» Task brief: Whenever a line in the entries below contains the string "tail", copy that line.

» Data records:
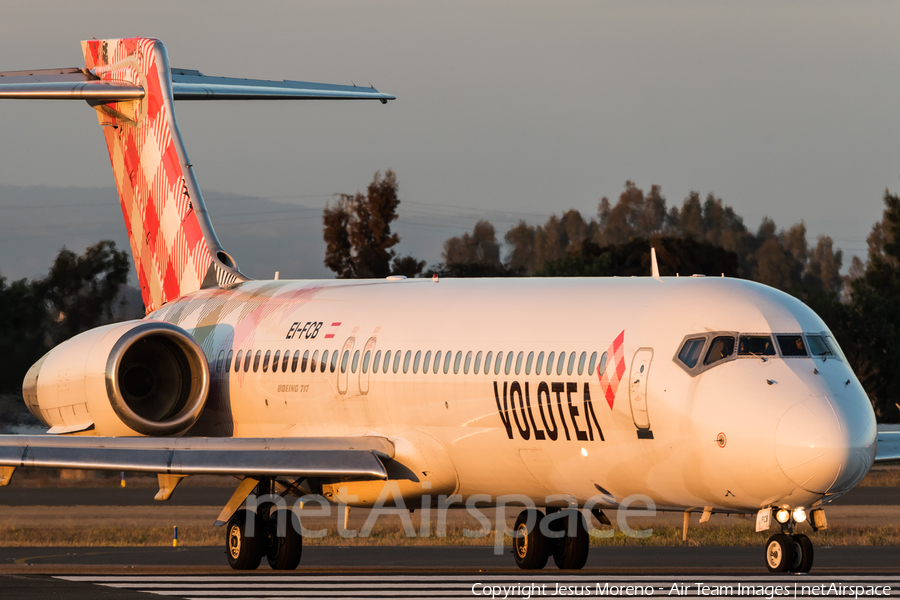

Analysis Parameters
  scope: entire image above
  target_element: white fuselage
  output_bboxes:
[147,276,877,513]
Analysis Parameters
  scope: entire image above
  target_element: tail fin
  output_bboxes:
[83,38,238,312]
[0,37,394,313]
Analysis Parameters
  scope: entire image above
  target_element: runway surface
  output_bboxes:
[1,547,900,599]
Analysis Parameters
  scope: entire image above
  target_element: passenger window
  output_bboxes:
[292,350,299,373]
[403,350,412,373]
[577,352,586,376]
[413,350,421,374]
[738,335,776,357]
[394,350,402,374]
[282,351,290,373]
[515,352,523,375]
[382,351,391,374]
[494,351,503,375]
[505,352,513,375]
[482,351,491,375]
[598,351,608,375]
[433,351,441,374]
[310,350,318,373]
[526,352,534,375]
[588,352,597,376]
[443,351,452,374]
[254,350,262,372]
[301,350,309,373]
[777,335,808,357]
[567,352,576,376]
[677,338,705,368]
[464,351,472,374]
[234,350,243,373]
[474,351,482,374]
[225,349,234,373]
[557,352,566,376]
[216,350,225,373]
[806,335,833,359]
[546,352,555,376]
[244,350,253,372]
[454,351,462,374]
[351,350,360,373]
[373,350,382,373]
[263,350,271,372]
[423,351,432,373]
[536,352,544,375]
[341,350,350,374]
[363,350,371,373]
[330,350,339,373]
[704,336,735,366]
[272,350,281,373]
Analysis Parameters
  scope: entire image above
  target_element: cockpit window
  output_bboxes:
[677,337,705,369]
[806,334,834,359]
[777,335,808,357]
[704,336,735,366]
[738,335,776,357]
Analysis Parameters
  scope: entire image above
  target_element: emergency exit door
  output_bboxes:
[629,348,654,439]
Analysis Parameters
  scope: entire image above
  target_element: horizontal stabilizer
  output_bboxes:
[875,430,900,463]
[0,67,394,103]
[0,68,143,101]
[171,69,395,102]
[0,435,393,480]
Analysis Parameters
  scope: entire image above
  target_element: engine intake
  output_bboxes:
[23,320,209,436]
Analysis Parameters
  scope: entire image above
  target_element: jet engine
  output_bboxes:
[22,320,209,436]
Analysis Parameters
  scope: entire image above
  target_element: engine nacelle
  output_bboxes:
[22,320,209,436]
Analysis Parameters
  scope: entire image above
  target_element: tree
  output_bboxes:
[323,170,407,279]
[0,240,133,392]
[442,220,502,269]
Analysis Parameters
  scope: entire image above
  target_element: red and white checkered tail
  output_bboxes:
[82,38,247,313]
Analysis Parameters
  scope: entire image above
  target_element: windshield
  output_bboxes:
[738,335,776,356]
[777,335,808,357]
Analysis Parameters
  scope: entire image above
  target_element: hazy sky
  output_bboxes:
[0,1,898,280]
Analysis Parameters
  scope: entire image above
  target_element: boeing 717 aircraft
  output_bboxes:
[0,38,897,574]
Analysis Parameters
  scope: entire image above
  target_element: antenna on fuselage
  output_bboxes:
[650,247,660,280]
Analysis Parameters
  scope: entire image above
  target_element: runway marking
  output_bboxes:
[54,574,900,600]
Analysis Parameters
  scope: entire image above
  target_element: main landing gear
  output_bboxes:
[224,480,303,571]
[513,508,590,570]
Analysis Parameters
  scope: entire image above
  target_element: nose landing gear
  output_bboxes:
[765,532,813,573]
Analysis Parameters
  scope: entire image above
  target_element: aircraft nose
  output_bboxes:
[774,395,875,494]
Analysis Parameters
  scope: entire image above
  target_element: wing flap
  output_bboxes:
[0,435,392,480]
[875,430,900,463]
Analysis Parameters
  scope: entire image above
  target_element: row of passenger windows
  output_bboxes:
[677,332,837,370]
[214,347,606,378]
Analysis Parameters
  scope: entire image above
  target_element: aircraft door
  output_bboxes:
[337,337,355,395]
[359,337,377,395]
[629,348,654,439]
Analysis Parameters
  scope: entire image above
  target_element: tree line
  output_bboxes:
[323,172,900,422]
[0,240,136,392]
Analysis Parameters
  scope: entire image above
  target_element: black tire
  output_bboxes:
[266,509,303,570]
[765,533,793,573]
[513,509,548,570]
[226,509,262,570]
[550,509,590,570]
[789,534,814,573]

» Answer to the problem:
  target_element: tail fin
  target_element: red and white checkered tail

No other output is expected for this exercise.